Below are some records; retype all of them exactly.

Referring expression data
<<<<
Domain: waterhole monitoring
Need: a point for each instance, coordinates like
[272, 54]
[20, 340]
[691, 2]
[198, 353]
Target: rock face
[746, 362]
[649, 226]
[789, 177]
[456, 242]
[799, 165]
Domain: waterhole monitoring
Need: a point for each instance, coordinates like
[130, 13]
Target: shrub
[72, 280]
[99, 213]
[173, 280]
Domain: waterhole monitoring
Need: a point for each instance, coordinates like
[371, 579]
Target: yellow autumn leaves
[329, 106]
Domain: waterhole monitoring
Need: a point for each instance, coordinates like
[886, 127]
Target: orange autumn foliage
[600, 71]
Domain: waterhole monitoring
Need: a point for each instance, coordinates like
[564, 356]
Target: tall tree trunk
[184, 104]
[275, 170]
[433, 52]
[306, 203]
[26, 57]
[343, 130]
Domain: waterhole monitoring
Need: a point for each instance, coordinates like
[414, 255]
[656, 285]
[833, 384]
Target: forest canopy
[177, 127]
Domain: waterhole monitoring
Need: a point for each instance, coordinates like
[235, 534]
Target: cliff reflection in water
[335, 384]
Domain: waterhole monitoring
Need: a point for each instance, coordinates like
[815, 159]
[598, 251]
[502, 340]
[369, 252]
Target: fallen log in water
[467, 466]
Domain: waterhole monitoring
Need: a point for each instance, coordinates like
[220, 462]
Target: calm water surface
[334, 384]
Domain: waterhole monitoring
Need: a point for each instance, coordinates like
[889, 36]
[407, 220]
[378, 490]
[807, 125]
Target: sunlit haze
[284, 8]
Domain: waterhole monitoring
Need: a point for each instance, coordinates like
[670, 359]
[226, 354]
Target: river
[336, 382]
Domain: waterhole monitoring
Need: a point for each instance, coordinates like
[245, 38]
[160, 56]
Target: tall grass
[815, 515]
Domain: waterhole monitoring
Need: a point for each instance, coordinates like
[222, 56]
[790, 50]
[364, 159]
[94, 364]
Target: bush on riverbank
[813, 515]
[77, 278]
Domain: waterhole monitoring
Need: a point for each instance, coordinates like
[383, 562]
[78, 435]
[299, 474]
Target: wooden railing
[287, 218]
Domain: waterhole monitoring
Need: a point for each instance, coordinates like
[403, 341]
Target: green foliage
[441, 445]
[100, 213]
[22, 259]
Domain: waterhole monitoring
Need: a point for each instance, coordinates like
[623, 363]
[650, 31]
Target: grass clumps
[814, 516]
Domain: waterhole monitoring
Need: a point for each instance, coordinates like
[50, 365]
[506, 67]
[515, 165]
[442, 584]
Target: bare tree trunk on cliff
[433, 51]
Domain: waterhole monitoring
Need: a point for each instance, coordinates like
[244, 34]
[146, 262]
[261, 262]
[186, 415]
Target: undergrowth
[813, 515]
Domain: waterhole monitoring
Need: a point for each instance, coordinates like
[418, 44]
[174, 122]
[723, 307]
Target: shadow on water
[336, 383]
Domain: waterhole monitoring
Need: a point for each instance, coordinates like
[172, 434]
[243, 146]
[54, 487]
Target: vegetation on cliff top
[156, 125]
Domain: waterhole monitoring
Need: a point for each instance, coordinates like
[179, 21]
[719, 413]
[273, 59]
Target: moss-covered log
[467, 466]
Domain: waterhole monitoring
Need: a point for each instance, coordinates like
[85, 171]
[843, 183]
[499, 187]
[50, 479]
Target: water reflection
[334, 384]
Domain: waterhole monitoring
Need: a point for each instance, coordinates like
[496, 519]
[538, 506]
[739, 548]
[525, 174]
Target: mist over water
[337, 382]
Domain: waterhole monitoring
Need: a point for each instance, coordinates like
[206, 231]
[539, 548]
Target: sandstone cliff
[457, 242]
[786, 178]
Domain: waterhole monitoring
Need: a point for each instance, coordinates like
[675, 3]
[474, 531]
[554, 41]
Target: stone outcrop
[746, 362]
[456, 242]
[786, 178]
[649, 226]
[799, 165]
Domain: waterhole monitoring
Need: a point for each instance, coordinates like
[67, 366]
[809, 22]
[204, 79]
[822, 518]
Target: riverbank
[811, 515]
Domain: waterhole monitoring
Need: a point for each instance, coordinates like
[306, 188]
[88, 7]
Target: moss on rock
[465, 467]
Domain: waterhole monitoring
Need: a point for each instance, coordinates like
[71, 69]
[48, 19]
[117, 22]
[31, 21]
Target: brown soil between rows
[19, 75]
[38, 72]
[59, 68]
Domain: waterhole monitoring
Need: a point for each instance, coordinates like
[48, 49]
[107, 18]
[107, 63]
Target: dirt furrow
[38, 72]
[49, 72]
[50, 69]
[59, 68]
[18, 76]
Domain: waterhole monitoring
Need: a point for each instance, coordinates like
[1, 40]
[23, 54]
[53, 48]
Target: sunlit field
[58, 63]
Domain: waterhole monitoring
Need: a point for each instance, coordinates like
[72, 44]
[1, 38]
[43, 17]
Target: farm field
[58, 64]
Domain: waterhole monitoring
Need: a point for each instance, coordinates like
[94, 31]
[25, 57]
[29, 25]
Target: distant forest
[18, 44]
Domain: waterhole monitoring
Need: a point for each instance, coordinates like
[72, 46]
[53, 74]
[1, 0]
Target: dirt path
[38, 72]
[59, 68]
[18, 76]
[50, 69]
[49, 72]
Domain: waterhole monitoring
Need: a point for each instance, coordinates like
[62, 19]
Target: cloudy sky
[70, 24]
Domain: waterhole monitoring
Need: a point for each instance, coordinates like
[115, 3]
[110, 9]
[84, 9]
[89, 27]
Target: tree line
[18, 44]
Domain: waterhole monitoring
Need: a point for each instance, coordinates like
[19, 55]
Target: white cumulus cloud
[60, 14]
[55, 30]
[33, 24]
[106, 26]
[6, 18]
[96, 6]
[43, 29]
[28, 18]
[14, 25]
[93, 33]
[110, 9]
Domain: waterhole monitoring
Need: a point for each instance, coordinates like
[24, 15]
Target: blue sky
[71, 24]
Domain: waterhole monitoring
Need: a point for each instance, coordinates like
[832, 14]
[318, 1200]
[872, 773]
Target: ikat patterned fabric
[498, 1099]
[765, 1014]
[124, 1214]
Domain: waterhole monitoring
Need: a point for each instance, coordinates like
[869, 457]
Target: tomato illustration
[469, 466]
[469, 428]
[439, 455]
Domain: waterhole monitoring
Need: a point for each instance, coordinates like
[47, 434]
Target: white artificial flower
>>>>
**Response box**
Domain: waterhole monitoring
Need: a point for each instance, coordinates like
[272, 54]
[20, 340]
[691, 2]
[198, 353]
Target: rock face
[746, 362]
[649, 226]
[789, 177]
[456, 242]
[799, 165]
Domain: waterhole monitoring
Need: a point for each instance, coordinates like
[130, 13]
Target: shrub
[72, 280]
[99, 213]
[173, 280]
Domain: waterhole monitoring
Need: a point for each instance, coordinates like
[371, 579]
Target: yellow autumn leaves
[329, 106]
Domain: waterhole monitoring
Need: a point for each instance, coordinates like
[886, 127]
Target: orange autumn foliage
[600, 71]
Domain: waterhole monitoring
Need: a point for each instance, coordinates like
[564, 356]
Target: tall tree trunk
[184, 104]
[275, 170]
[433, 52]
[306, 203]
[26, 57]
[343, 130]
Domain: waterhole monitoring
Need: a point for each instance, coordinates like
[414, 255]
[656, 285]
[833, 384]
Target: forest canopy
[177, 127]
Domain: waterhole monitoring
Need: a point for each instance, coordinates like
[235, 534]
Target: cliff reflection in water
[335, 384]
Domain: waterhole monitoring
Need: a point for each instance, coordinates like
[815, 159]
[598, 251]
[502, 340]
[369, 252]
Target: fallen log in water
[467, 466]
Domain: waterhole monitoring
Need: a point for each instance, coordinates like
[220, 462]
Target: calm water surface
[334, 384]
Domain: waterhole monitoring
Need: a point for each instance, coordinates like
[889, 36]
[407, 220]
[378, 490]
[807, 125]
Target: sunlit haze
[284, 8]
Domain: waterhole monitoring
Need: a point for each instance, coordinates like
[670, 359]
[226, 354]
Target: river
[336, 382]
Domain: waterhole monitoring
Need: a point for each instance, coordinates like
[245, 38]
[160, 56]
Target: tall grass
[815, 515]
Domain: waterhole monitoring
Need: a point for each instance, coordinates like
[222, 56]
[790, 50]
[364, 159]
[94, 364]
Target: bush on riverbank
[813, 515]
[77, 278]
Domain: waterhole monitoring
Need: a point for each instance, coordinates like
[383, 562]
[78, 435]
[299, 474]
Target: wooden railing
[287, 218]
Domain: waterhole monitoring
Need: a point for each instance, coordinates like
[403, 341]
Target: green foliage
[441, 445]
[100, 213]
[22, 259]
Domain: waterhole monitoring
Need: a point for each instance, coordinates like
[623, 363]
[650, 31]
Target: grass clumps
[814, 516]
Domain: waterhole monitoring
Need: a point for each instance, coordinates like
[50, 365]
[506, 67]
[515, 165]
[442, 584]
Target: bare tree trunk on cliff
[433, 51]
Domain: waterhole monitoring
Need: a point for each instance, coordinates like
[244, 34]
[146, 262]
[261, 262]
[186, 415]
Target: undergrowth
[813, 515]
Domain: waterhole monitoring
Need: a point for each instance, coordinates like
[418, 44]
[174, 122]
[723, 307]
Target: shadow on water
[336, 383]
Domain: waterhole monitoring
Need: a point for each instance, coordinates like
[172, 434]
[243, 146]
[54, 487]
Target: vegetation on cliff top
[156, 125]
Domain: waterhole monitoring
Need: a point for each instance, coordinates like
[179, 21]
[719, 413]
[273, 59]
Target: moss-covered log
[467, 466]
Domain: waterhole monitoring
Need: a point for each instance, coordinates like
[85, 171]
[843, 183]
[499, 187]
[50, 479]
Target: water reflection
[334, 384]
Domain: waterhole monitoring
Need: a point for each instance, coordinates like
[496, 519]
[538, 506]
[739, 548]
[525, 174]
Target: mist over water
[337, 382]
Domain: waterhole monitoring
Need: a point for each instance, coordinates like
[206, 231]
[539, 548]
Target: sandstone cliff
[457, 242]
[786, 178]
Domain: waterhole monitoring
Need: a point for each instance, coordinates like
[675, 3]
[474, 531]
[554, 41]
Target: stone outcrop
[746, 362]
[456, 242]
[786, 178]
[649, 226]
[799, 165]
Domain: waterhole monitoring
Need: a point for each instance, coordinates like
[67, 366]
[809, 22]
[204, 79]
[822, 518]
Target: riverbank
[811, 515]
Domain: waterhole monitoring
Need: a point for each instance, coordinates like
[306, 188]
[88, 7]
Target: moss on rock
[465, 467]
Domain: waterhole monitoring
Need: a point for each instance, coordinates like
[71, 69]
[48, 19]
[117, 22]
[31, 21]
Target: brown soil between rows
[19, 75]
[38, 72]
[59, 68]
Domain: waterhole monitoring
Need: a point for each instance, coordinates like
[48, 49]
[107, 18]
[107, 63]
Target: dirt furrow
[38, 72]
[49, 72]
[50, 69]
[59, 68]
[18, 76]
Domain: waterhole monitoring
Need: a point for each instance, coordinates like
[1, 40]
[23, 54]
[53, 48]
Target: sunlit field
[58, 63]
Domain: waterhole monitoring
Need: a point for each instance, coordinates like
[72, 44]
[1, 38]
[43, 17]
Target: farm field
[58, 64]
Domain: waterhole monitoring
Need: a point for each instance, coordinates like
[94, 31]
[25, 57]
[29, 25]
Target: distant forest
[18, 44]
Domain: waterhole monitoring
Need: a point for each instance, coordinates like
[72, 46]
[53, 74]
[1, 0]
Target: dirt path
[38, 72]
[59, 68]
[18, 76]
[50, 69]
[49, 72]
Domain: waterhole monitoring
Need: a point for each instance, coordinates like
[62, 19]
Target: cloudy sky
[70, 24]
Domain: waterhole monitoring
Need: a point for each instance, coordinates like
[115, 3]
[110, 9]
[84, 9]
[89, 27]
Target: tree line
[18, 44]
Domain: waterhole monitoring
Need: a point for each instance, coordinates like
[19, 55]
Target: white cumulus cloud
[60, 14]
[55, 30]
[33, 24]
[106, 26]
[6, 18]
[96, 6]
[43, 29]
[28, 18]
[14, 25]
[93, 33]
[110, 9]
Domain: waterhole monitoring
Need: a point for each instance, coordinates like
[24, 15]
Target: blue sky
[71, 24]
Domain: waterhole monitoring
Need: a point for each instance, coordinates like
[832, 14]
[318, 1200]
[872, 773]
Target: ikat patterned fabric
[498, 1099]
[765, 1014]
[124, 1214]
Domain: waterhole monitoring
Need: a point for each instance, coordinates like
[869, 457]
Target: tomato illustration
[469, 466]
[469, 428]
[439, 455]
Domain: waterhole monitoring
Need: a point for each instance, coordinates like
[47, 434]
Target: white artificial flower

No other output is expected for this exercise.